[[ PAGE TEXT, beginning ]]

Academic journal article Defense Counsel Journal

Forces Shaping Mass Tort Litigation: Strategies for Defense Counsel

Academic journal article Defense Counsel Journal

Forces Shaping Mass Tort Litigation: Strategies for Defense Counsel

Article excerpt

Unless corrective steps are taken, American business and civil justice systems may not be able to withstand the onslaught of class actions

RESOLVING mass tort litigation is complex because of a variety of forces. While the task of doing so falls to courts, administrative agencies and lawyers, the lay public and the media often drive a frenzy that creates insatiable demands on the system and impedes the fair and expeditious resolution of the claims. Responding to media sensationalism, the lay public overestimates the nature and extent of the problem and the solutions the civil justice system has to offer for the alleged tortious activity of corporate America. Liability issues are oversimplified, leading to far too many claims without merit. The large number of questionable claims hinders the resolution of genuine claims.

The proliferation of Internet users and websites has created an additional dimension of distortion. Disgruntled and Internet savvy consumers need only know how to access various sites on the Internet before they are parties to a massive class action lawsuit. Type in "asbestos litigation" or "breast implant litigation," and almost any search engine will take the user to a number of plaintiffs' attorneys' websites.(1) But the Internet has a positive aspect as well. It may be a tool to reduce litigation costs by offering a variety of workable solutions to the growing problems of inefficiency and redundancy in mass tort litigation.

[[ PAGE TEXT, end ]]
[[ COLLECTED DATA, beginning ]]

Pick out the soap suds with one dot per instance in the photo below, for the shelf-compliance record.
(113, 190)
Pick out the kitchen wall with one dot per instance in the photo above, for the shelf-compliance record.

[[ COLLECTED DATA, end ]]

▸ **YOUR TASK**:
Rewrite the stretch of the mass tort litigation article from "Unless corrective steps" through "of genuine claims.", changing "lay public" to "general public".

▸ **EXERCISE SOLUTION**:
Unless corrective steps are taken, American business and civil justice systems may not be able to withstand the onslaught of class actions

RESOLVING mass tort litigation is complex because of a variety of forces. While the task of doing so falls to courts, administrative agencies and lawyers, the general public and the media often drive a frenzy that creates insatiable demands on the system and impedes the fair and expeditious resolution of the claims. Responding to media sensationalism, the general public overestimates the nature and extent of the problem and the solutions the civil justice system has to offer for the alleged tortious activity of corporate America. Liability issues are oversimplified, leading to far too many claims without merit. The large number of questionable claims hinders the resolution of genuine claims.